• _WORK TO COMPLETE_:
- 1) Using the article on multi-allelic copy number variation, answer the following:
(a) How many sequenced human genomes did the authors analyze, and which project did they come from?
(b) In which journal was the technical report published?
(c) What share of gene dosage variation between humans do mCNVs account for?
- 2) Write the next few sentences of the article on multi-allelic copy number variation, picking up right after its final sentence.

• _TEXT PASSAGE_:
- - -

NEW YORK(GenomeWeb) – Copy numbers of certain elements in the human genome vary over wide ranges and exist in more states than can be accounted for with two-allele models. These multi-allelic copy number variation loci, or mCNVs, have proven challenging to study, and past work has yielded non-integer estimates of population-wide distributions of copy numbers.
A technical report published this week in Nature Genetics now describes a method to pinpoint the number of mCNV copy number variant states in a population using a next-generation sequencing-based computational approach validated with Bio-Rad's Droplet Digital PCR.
By analyzing 849 sequenced human genomes from the 1,000 Genomes Project, the authors discovered that about one third of the approximately 8,500 copy number variations in the human genome are multiallelic.
"mCNVs impact 231 genes, positively correlate with gene expression, and account for 88 percent of gene dosage variation between humans," Jen Berman, co-author of the study and a staff scientist at Bio-Rad Laboratories' Digital Biology Center told GenomeWeb in an email.

- - -

[Point localization data]
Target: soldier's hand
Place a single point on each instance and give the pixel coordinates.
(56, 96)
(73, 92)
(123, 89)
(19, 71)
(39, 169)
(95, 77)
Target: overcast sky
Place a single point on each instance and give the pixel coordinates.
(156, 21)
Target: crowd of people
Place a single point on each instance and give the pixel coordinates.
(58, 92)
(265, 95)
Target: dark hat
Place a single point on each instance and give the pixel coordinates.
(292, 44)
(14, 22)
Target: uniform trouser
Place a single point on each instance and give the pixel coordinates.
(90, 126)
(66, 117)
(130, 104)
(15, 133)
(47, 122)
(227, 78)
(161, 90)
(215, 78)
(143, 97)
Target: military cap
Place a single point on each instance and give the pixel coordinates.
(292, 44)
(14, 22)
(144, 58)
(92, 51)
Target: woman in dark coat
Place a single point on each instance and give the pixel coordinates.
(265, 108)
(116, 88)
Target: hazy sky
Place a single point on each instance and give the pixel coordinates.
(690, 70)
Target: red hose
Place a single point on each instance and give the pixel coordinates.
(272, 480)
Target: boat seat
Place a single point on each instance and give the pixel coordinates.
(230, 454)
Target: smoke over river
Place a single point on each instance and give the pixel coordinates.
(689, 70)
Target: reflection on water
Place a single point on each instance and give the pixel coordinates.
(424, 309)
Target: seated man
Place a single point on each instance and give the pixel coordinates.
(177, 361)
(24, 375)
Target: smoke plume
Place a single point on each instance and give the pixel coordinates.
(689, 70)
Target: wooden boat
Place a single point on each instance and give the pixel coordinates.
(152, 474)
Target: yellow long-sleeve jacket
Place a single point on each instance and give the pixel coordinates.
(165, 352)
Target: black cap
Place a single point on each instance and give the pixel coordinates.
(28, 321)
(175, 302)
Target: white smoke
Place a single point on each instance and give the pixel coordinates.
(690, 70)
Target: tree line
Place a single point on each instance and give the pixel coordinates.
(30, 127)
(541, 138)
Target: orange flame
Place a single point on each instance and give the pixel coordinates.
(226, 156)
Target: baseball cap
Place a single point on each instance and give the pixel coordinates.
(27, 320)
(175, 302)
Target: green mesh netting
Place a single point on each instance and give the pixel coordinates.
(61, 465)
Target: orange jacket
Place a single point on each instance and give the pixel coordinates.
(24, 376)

- - -

• _EXPECTED RESPONSES_:
- 1)
(a) 849 genomes, from the 1,000 Genomes Project.
(b) Nature Genetics.
(c) 88 percent.

- 2)
The research was part of ongoing studies in Steve McCarroll's lab at the Broad Institute and Harvard Medical School previously described by GenomeWeb. It may prove relevant to understanding human diversity as well as the genetic underpinning of certain CNV-related disorders. For example, the human amylase gene, or AMY, has five variants with similar sequences, making them a challenge to study in the past. Low copy numbers of AMY1, ranging between two and 14 copies, have been recently correlated with both increased BMI and fat mass in a study that also relied in part on ddPCR.
Other genes contained in mCNVs, such as HPR and ORM1, have disease associations, and thus properly documented mCNVs could enable studies of how these regions impact human phenotypes and disease, Berman said.
Genome-wide measures of high copy numbers have been more difficult to measure because intra-individual variability in DNA content at mCNVs is within the experimental noise of many approaches, according to the Nature Genetics study authors. Therefore, measures of mCNV copy number have previously been reported as continuously distributed.
To get at the bare-bones integers, the researchers adapted a Broad Institute-developed algorithm called Genome Structure in Populations, or Genome STRiP, to carefully normalized sequence measurements.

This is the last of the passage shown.